• Study questions:
1) In the abstract on septicemia among dialysis patients, which method was used to examine independent risk factors for hospital-managed septicemia?
2) Carry on the abstract on septicemia in dialysis patients, starting after its last sentence.

• Passage:
################

Background: Infection is second to cardiovascular disease as a cause of death in patients with end-stage renal disease (ESRD), and septicemia causes a majority of these infectious deaths. To identify patients at high risk and to characterize modifiable risk factors for septicemia, we examined the incidence, risk factors, and prognosis for septicemia in a large, representative group of U.S. dialysis patients.
Methods: We conducted a longitudinal cohort study of incident ESRD patients in the case-mix study of the U.S. Renal Data System with seven years of follow-up from hospitalization and death records. Poisson regression was used to examine independent risk factors for hospital-managed septicemia. Cox proportional hazards analysis was used to assess the independent effect of septicemia on all-cause mortality and on death from septicemia. Separate analyses were performed for patients on peritoneal dialysis (PD) and hemodialysis (HD).

################

• Extracted information:
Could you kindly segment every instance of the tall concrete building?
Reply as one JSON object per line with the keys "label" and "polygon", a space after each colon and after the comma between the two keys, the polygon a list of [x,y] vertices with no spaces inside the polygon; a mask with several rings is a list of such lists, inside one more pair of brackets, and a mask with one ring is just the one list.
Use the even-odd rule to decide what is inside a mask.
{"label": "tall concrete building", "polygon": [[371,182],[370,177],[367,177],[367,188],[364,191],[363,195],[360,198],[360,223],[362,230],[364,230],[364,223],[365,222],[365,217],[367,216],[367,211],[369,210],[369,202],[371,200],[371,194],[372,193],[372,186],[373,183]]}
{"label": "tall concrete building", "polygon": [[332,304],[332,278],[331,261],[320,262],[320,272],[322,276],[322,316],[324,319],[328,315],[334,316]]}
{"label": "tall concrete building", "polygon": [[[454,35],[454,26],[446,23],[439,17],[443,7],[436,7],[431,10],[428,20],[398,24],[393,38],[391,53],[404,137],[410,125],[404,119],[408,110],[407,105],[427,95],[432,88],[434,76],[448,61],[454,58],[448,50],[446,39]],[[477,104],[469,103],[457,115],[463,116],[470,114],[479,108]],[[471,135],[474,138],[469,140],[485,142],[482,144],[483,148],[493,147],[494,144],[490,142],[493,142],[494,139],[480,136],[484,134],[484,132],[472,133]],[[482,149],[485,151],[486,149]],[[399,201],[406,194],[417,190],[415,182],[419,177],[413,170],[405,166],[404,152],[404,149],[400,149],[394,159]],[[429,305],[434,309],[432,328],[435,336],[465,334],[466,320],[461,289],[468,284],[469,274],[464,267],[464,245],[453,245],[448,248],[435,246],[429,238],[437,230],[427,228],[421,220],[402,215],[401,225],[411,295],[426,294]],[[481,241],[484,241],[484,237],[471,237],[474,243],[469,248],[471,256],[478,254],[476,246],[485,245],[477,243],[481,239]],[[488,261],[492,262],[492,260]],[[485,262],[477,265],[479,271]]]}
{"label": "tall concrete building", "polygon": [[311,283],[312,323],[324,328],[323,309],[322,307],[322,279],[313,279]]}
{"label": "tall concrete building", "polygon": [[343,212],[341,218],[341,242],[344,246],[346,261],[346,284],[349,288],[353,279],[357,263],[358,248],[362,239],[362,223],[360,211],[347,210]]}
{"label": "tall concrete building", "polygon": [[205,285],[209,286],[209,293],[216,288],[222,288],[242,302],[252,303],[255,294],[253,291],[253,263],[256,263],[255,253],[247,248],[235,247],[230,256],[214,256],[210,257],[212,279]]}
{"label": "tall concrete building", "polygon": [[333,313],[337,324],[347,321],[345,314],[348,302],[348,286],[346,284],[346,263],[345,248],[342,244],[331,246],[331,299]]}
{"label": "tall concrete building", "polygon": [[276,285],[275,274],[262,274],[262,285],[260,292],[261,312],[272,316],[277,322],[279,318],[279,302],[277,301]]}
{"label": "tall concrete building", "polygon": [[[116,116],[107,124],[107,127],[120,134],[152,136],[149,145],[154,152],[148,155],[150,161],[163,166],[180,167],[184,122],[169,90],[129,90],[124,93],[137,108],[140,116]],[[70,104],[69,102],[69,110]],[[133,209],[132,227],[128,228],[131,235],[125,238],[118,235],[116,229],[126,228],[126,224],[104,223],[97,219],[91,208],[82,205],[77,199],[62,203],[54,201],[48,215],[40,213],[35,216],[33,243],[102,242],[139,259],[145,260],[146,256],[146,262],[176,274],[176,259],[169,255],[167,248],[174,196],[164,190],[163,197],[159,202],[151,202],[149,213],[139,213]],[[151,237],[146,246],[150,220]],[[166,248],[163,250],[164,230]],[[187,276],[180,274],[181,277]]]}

################

• Outputs in order:
1) Poisson regression

2)
Results: Over seven years of follow-up, 11.7% of 4005 HD patients and 9.4% of 913 PD patients had at least one episode of septicemia. Older age and diabetes were independent risk factors for septicemia in all patients. Among HD patients, low serum albumin, temporary vascular access, and dialyzer reuse were also associated with increased risk. Among PD patients, white race and having no health insurance at dialysis initiation were also risk factors. Patients with septicemia had twice the risk of death from any cause and a fivefold to ninefold increased risk of death from septicemia.
Conclusions: Septicemia, which carries a marked increased risk of death, occurs frequently in patients on PD as well as HD. Early referral to a nephrologist, improving nutrition, and avoiding temporary vascular access may decrease the incidence of septicemia. Further study of how race, insurance status, and dialyzer reuse can contribute to the risk of septicemia among ESRD patients is indicated.